-- AUSGEWÄHLTER AUSZUG --
______________________________

Dennoch bestehen gewisse Probleme im Zusammenhang mit medizinischem Personal:

  1. Im internationalen Vergleich schlagen eklatant wenige Studenten die Laufbahn des Allgemeinmediziners ein. Gerade einmal rund zehn Prozent sind es aktuell. Der große Rest spezialisiert sich.
  2. Die allermeisten Mediziner lassen sich in Ballungszentren locken; hier gibt es eine jüngere Patientenschicht (weniger Risiken, die Budgetgrenzen der Kassen zu überschreiten) und vor allem die Chance, ohne finanzielle Risiken in bestehende Praxen einzusteigen – wo es auf dem Land meist zwangsweise auf den kostspieligen Ankauf hinausläuft.

______________________________

-- AUFGABEN --
(a) Welche drei Vorteile der Ballungszentren für Mediziner nennt der Auszug?
(b) Prüfe anhand des Auszugs, ob die folgenden Aussagen stimmen, und belege jede Antwort mit einem wörtlichen Zitat. (i) Aktuell schlagen rund zehn Prozent der Studenten die Laufbahn des Allgemeinmediziners ein. (ii) Auf dem Land können Mediziner meist ohne Ankauf in eine bestehende Praxis einsteigen. (iii) Die meisten Studenten spezialisieren sich.
(c) Wohin lassen sich laut Auszug die allermeisten Mediziner locken?

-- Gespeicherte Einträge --
______________________________

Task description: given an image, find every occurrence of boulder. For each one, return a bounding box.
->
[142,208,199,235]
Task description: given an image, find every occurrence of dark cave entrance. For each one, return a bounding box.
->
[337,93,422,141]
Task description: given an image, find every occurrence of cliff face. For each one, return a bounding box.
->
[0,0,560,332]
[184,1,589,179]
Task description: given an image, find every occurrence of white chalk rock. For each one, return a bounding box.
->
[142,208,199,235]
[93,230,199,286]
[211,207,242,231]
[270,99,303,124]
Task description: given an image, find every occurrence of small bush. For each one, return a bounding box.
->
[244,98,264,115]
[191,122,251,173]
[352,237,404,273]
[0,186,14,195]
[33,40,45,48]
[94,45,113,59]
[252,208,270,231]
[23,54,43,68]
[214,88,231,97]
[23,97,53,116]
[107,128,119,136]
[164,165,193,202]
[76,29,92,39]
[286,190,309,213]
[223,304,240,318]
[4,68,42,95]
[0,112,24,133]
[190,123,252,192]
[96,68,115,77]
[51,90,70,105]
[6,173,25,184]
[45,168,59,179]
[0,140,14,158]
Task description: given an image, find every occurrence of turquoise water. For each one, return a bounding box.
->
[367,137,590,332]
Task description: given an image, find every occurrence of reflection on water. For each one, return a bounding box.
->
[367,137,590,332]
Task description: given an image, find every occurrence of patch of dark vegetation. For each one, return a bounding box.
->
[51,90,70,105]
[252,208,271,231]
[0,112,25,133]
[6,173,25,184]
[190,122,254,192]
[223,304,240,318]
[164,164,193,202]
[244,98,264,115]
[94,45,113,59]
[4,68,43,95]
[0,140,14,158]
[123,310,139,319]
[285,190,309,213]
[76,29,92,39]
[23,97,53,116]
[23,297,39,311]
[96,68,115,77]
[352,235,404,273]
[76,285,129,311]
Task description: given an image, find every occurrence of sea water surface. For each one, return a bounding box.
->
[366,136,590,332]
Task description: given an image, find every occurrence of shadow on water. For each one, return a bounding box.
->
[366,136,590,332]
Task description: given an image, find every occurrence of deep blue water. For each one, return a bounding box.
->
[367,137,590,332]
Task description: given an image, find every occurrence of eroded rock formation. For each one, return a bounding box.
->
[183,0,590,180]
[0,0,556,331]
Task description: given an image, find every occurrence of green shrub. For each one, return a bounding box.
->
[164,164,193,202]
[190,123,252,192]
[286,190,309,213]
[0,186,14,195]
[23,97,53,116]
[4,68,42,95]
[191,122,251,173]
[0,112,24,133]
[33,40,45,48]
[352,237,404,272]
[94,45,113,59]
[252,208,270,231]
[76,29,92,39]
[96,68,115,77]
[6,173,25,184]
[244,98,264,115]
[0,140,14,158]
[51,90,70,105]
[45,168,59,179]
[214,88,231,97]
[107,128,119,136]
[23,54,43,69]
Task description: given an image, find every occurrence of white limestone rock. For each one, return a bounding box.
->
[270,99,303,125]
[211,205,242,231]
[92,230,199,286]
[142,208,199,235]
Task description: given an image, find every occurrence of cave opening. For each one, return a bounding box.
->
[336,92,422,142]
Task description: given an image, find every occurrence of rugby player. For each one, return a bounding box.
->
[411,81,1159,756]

______________________________

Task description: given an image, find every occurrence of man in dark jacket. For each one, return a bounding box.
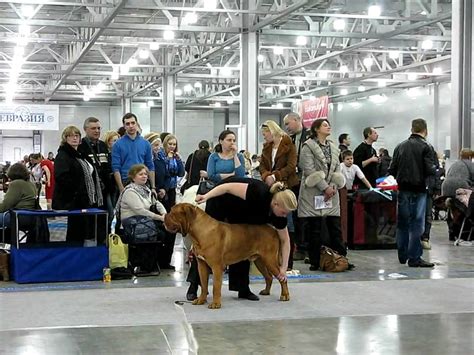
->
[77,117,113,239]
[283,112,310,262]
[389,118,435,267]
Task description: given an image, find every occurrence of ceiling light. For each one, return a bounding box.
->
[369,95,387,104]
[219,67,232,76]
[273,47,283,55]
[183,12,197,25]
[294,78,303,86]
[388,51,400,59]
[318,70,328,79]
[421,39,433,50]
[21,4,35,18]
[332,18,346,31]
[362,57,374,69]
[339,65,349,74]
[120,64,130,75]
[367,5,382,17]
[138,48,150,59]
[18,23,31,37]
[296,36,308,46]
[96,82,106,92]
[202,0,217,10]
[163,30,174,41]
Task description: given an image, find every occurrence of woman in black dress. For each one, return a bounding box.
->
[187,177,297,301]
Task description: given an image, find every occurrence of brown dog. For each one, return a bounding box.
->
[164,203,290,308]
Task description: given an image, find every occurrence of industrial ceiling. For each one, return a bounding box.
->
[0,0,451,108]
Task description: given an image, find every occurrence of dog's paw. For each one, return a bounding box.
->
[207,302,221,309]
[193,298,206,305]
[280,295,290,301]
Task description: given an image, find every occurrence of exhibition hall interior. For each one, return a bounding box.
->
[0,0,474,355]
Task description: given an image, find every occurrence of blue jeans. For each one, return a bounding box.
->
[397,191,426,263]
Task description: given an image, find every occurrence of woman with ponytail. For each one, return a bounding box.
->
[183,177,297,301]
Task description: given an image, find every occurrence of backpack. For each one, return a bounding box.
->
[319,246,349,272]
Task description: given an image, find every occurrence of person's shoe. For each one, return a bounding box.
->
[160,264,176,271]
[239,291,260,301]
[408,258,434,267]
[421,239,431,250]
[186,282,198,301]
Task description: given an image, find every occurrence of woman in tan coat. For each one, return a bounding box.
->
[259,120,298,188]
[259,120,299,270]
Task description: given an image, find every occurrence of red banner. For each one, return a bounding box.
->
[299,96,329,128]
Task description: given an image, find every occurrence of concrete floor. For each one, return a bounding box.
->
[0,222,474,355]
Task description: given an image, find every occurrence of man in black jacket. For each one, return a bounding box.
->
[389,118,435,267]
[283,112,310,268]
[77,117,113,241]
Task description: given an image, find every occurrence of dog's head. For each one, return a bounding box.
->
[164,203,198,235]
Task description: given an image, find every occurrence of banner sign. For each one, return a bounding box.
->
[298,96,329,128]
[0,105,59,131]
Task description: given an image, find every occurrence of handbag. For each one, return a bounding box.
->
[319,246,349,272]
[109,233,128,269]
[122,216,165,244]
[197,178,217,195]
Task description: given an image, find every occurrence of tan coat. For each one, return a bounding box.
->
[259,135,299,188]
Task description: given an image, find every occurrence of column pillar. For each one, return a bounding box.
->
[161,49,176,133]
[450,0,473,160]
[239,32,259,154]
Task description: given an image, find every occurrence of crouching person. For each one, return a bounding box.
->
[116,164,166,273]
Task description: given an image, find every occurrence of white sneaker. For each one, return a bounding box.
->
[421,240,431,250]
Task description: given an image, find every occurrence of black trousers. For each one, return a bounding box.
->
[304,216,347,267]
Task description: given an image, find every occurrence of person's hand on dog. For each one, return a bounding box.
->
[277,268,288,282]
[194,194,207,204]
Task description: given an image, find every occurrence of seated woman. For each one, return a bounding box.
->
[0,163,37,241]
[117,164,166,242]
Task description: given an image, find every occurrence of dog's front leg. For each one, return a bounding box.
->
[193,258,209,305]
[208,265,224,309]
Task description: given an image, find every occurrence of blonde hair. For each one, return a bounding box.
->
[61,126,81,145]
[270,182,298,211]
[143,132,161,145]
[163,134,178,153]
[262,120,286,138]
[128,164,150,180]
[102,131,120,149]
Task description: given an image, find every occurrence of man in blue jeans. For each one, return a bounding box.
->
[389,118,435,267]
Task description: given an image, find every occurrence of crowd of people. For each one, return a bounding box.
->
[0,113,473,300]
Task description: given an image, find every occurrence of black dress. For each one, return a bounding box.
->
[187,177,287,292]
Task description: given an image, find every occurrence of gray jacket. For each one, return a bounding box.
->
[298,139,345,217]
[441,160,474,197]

______________________________

-- LÖSUNGEN --
(a)
- eine jüngere Patientenschicht
- weniger Risiken, die Budgetgrenzen der Kassen zu überschreiten
- die Chance, ohne finanzielle Risiken in bestehende Praxen einzusteigen

(b)
(i) Ja: „Gerade einmal rund zehn Prozent sind es aktuell.“
(ii) Nein: „wo es auf dem Land meist zwangsweise auf den kostspieligen Ankauf hinausläuft“
(iii) Ja: „Der große Rest spezialisiert sich.“

(c) In Ballungszentren.